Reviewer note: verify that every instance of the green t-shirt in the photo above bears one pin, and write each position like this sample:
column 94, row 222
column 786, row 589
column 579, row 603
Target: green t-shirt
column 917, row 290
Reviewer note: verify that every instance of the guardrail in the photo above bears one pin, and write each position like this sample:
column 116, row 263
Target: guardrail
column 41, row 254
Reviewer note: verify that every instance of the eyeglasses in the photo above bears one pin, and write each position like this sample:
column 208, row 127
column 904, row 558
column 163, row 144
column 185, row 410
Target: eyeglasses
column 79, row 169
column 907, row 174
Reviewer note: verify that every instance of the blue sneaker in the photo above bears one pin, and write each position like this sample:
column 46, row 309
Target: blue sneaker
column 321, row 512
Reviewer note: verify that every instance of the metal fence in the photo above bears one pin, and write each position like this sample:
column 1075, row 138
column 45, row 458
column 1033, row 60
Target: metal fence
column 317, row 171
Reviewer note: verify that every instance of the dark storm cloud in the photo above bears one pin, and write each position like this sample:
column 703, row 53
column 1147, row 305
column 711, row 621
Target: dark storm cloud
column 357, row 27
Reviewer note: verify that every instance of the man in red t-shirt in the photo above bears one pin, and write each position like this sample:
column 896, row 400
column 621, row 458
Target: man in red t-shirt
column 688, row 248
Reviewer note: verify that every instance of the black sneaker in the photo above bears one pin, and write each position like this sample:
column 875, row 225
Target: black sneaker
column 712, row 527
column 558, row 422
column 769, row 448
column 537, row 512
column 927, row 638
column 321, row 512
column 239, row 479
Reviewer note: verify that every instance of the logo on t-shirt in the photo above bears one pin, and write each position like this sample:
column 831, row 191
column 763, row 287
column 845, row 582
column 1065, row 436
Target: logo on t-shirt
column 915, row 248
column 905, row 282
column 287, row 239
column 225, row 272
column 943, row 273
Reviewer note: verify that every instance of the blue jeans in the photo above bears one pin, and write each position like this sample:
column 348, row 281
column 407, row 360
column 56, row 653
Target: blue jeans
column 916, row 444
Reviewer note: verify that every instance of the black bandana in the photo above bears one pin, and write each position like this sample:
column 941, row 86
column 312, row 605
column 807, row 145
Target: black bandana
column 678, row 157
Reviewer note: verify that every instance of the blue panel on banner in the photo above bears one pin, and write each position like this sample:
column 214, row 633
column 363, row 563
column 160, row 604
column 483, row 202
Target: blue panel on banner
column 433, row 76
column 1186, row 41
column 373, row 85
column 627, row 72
====================
Write out every entry again exactly, please, with nothing missing.

> RESPONSE BELOW:
Reviewer note: verify that every instance of the green t-shirt in the photo above bears one pin, and write each position like this sample:
column 94, row 222
column 786, row 589
column 579, row 603
Target: green t-shirt
column 917, row 290
Reviewer note: verify that every instance of the guardrail in the photo above bears one pin, and write each position like this sample:
column 116, row 263
Target: guardrail
column 41, row 254
Reviewer note: verify that every instance of the eyeglasses in the photo above bears one pin, and write each position like this sample:
column 208, row 127
column 904, row 558
column 163, row 144
column 185, row 410
Target: eyeglasses
column 79, row 169
column 907, row 174
Reviewer note: verify that every instance of the blue sneaker in the photo above bears one pin, and write each position like this sample:
column 46, row 309
Target: blue sneaker
column 321, row 512
Reviewer note: verify that every instance of the metal fence in the photo above bears one pin, and write each position like this sample:
column 1075, row 138
column 45, row 458
column 1033, row 60
Target: metal fence
column 317, row 171
Reviewer note: verify that every instance of the dark storm cloud in the photo above bears one pin, and write each position like this sample:
column 703, row 53
column 1147, row 305
column 711, row 621
Target: dark storm cloud
column 357, row 27
Reviewer note: verify that every instance of the man in red t-shirt in the photo above bears one pin, and write each position like this sample:
column 896, row 400
column 621, row 458
Target: man in red t-shirt
column 688, row 248
Reviewer note: verify that every instance of the black sneaker in the photo above bears one pin, and write each position like this sample:
column 875, row 225
Target: black sneaker
column 712, row 527
column 558, row 422
column 769, row 448
column 537, row 512
column 927, row 638
column 321, row 512
column 239, row 479
Reviewer note: verify that every instance of the logo on t-shirt in the photo above bears one pin, and write each position like this sample:
column 831, row 191
column 763, row 287
column 845, row 582
column 1065, row 436
Target: logo on t-shirt
column 915, row 248
column 905, row 282
column 287, row 239
column 225, row 272
column 943, row 273
Reviewer note: verify that every instance of the blue jeans in the photo above bears one pin, and write each position like this sample:
column 348, row 281
column 407, row 360
column 56, row 653
Target: blue jeans
column 916, row 444
Reviewer note: verify that every instance of the black bandana in the photo above bears one pin, and write each position like this sample:
column 941, row 86
column 312, row 605
column 807, row 145
Target: black bandana
column 678, row 157
Reviewer note: verify that every instance of the blue panel on banner in the photo above bears one pin, and write each position like this sample:
column 214, row 633
column 363, row 563
column 160, row 604
column 483, row 202
Target: blue panel on banner
column 433, row 76
column 1186, row 41
column 373, row 85
column 627, row 72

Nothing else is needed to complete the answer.